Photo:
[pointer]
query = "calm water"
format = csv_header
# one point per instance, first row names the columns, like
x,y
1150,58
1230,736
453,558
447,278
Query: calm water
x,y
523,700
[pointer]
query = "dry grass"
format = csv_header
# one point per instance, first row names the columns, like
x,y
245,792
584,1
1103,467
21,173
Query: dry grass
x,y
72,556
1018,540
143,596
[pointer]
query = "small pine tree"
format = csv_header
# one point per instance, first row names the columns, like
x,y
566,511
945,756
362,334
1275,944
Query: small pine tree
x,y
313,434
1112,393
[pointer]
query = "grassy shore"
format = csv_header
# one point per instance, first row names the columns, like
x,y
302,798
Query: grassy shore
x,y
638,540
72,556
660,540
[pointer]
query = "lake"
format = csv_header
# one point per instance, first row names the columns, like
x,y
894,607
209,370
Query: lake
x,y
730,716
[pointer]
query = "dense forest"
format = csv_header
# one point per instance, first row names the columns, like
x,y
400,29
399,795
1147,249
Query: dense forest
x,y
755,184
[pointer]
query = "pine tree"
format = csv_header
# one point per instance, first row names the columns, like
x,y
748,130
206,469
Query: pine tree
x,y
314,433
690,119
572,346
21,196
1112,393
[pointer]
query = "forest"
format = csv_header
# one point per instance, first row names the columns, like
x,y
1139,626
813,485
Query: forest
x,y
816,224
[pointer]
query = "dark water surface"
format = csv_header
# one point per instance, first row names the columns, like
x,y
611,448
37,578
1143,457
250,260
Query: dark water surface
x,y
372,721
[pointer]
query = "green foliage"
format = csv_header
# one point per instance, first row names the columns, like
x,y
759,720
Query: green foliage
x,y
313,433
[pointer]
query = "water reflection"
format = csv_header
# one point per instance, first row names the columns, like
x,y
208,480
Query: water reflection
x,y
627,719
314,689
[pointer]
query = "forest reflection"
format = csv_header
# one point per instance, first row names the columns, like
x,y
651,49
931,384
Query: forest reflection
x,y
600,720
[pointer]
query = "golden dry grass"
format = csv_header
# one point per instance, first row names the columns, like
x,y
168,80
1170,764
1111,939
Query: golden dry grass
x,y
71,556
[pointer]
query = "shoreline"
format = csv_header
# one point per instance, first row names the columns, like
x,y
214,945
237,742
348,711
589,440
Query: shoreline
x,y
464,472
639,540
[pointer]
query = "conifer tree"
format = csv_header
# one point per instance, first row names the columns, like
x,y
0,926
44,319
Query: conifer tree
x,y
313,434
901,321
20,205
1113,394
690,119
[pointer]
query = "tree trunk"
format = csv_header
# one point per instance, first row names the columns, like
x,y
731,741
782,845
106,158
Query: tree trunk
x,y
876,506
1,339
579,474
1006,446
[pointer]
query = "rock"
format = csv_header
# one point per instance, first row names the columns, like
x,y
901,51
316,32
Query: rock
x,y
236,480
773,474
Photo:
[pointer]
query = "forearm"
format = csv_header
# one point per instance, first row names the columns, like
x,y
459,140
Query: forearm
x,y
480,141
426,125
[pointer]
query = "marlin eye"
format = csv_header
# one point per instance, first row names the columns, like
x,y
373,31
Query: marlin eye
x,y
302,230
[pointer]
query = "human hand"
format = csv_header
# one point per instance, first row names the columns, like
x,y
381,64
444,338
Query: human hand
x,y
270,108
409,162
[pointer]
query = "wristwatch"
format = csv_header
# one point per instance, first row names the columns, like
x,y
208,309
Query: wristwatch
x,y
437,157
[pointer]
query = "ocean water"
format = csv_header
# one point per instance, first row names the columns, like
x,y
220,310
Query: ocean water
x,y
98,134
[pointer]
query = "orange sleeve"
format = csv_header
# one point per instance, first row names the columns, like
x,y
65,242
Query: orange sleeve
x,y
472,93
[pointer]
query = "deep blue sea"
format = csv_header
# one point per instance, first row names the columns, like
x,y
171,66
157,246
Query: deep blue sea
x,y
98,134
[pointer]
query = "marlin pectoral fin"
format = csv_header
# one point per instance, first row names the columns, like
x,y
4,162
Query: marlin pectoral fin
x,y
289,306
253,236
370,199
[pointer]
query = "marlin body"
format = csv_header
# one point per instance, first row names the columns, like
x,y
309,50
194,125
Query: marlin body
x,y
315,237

* _EXERCISE REQUIREMENTS_
The full set of records above must be retyped exactly.

* _FINISHED TASK_
Photo:
[pointer]
query = "calm water"
format = csv_header
# one point per instance, first row names the columns, like
x,y
1150,58
1230,736
453,558
447,278
Query: calm water
x,y
523,700
[pointer]
query = "dry grass"
format = csv_header
# one point per instance, first row names the columns, like
x,y
245,792
584,1
1103,467
21,173
Query: dry grass
x,y
72,556
1018,540
143,596
[pointer]
query = "small pine tree"
format = csv_header
# one point per instance, first row names the columns, like
x,y
566,511
945,756
362,334
1275,944
Query: small pine tree
x,y
313,434
1112,393
[pointer]
query = "grassy shore"
format = csv_header
# one point per instance, first row names the columns, like
x,y
302,798
Query: grassy shore
x,y
638,540
72,556
660,540
[pointer]
query = "lake"
format = csv_header
# one point per instance, first row names the columns, like
x,y
894,607
209,370
Query: lake
x,y
730,716
[pointer]
query = "dense forest"
format = csv_header
# one point per instance, first row names the columns, like
x,y
400,29
399,795
1147,249
Query: dense forest
x,y
755,184
[pointer]
query = "pine tree"
format = csv_header
# one point per instance, first row names the columns, like
x,y
748,130
206,469
Query: pine tree
x,y
314,433
690,119
572,346
21,196
1112,393
[pointer]
query = "forest"
format = csv_header
# one point per instance, first row names the columns, like
x,y
1139,626
813,485
Query: forest
x,y
816,224
[pointer]
query = "dark water surface"
format = csv_header
# one point per instance, first row names the columns, like
x,y
611,448
37,578
1143,457
250,260
Query: dark water surface
x,y
372,721
[pointer]
query = "green foliage"
format = csv_header
# one point per instance, first row names the columns, like
x,y
759,720
Query: green foliage
x,y
313,433
[pointer]
query = "water reflection"
format = csv_header
# one point per instance, first row names the columns, like
x,y
208,480
Query: water reflection
x,y
627,719
314,689
[pointer]
query = "forest reflection"
format = csv_header
# one point per instance, first row names the columns, like
x,y
651,49
931,384
Query: forest reflection
x,y
600,720
[pointer]
query = "golden dry grass"
format = csv_header
# one point per instance, first row names the columns, like
x,y
168,80
1170,764
1111,939
Query: golden dry grass
x,y
71,556
[pointer]
query = "shoreline"
format = csv_header
# one point per instance, first row names the columns, like
x,y
214,945
237,742
348,711
589,440
Query: shoreline
x,y
464,472
639,540
[pointer]
query = "conifer tree"
format = csv_header
# one point per instance, first row names the columns, like
x,y
0,926
44,319
Query: conifer tree
x,y
313,434
901,321
20,205
1113,394
690,119
[pointer]
query = "tree trunk"
format = csv_header
# one point per instance, first row names the columns, like
x,y
731,741
782,845
106,158
Query: tree trunk
x,y
876,506
1,339
579,474
1006,446
[pointer]
query = "rock"
format = csv_header
# one point per instance, first row names the columns, like
x,y
901,51
316,32
Query: rock
x,y
236,480
773,474
Photo:
[pointer]
query = "forearm"
format = csv_header
# one point per instance, first row names the columns, like
x,y
459,140
Query: forearm
x,y
480,141
426,125
[pointer]
query = "marlin eye"
format = csv_header
# one point per instance, first row names the columns, like
x,y
373,31
Query: marlin eye
x,y
302,230
[pointer]
query = "human hand"
format = csv_header
# one point per instance, first row names the columns, like
x,y
381,64
444,338
Query: human hand
x,y
270,108
409,162
[pointer]
query = "wristwatch"
format = csv_header
# one point per instance, first row names the columns, like
x,y
208,309
Query: wristwatch
x,y
437,157
[pointer]
query = "ocean water"
format = csv_header
# one point per instance, first row names the columns, like
x,y
220,310
Query: ocean water
x,y
98,134
[pointer]
query = "orange sleeve"
format = csv_header
# one point per instance, first row names the columns, like
x,y
65,242
Query: orange sleeve
x,y
472,93
[pointer]
query = "deep blue sea"
format = csv_header
# one point per instance, first row names the columns, like
x,y
171,66
157,246
Query: deep blue sea
x,y
98,134
[pointer]
query = "marlin pectoral fin"
format = csv_header
# one point per instance, first row names the columns, like
x,y
4,162
Query: marlin pectoral fin
x,y
289,306
253,236
370,199
[pointer]
query = "marlin body"
format = csv_header
# one point per instance, first row names the columns, like
x,y
309,50
194,125
Query: marlin body
x,y
315,237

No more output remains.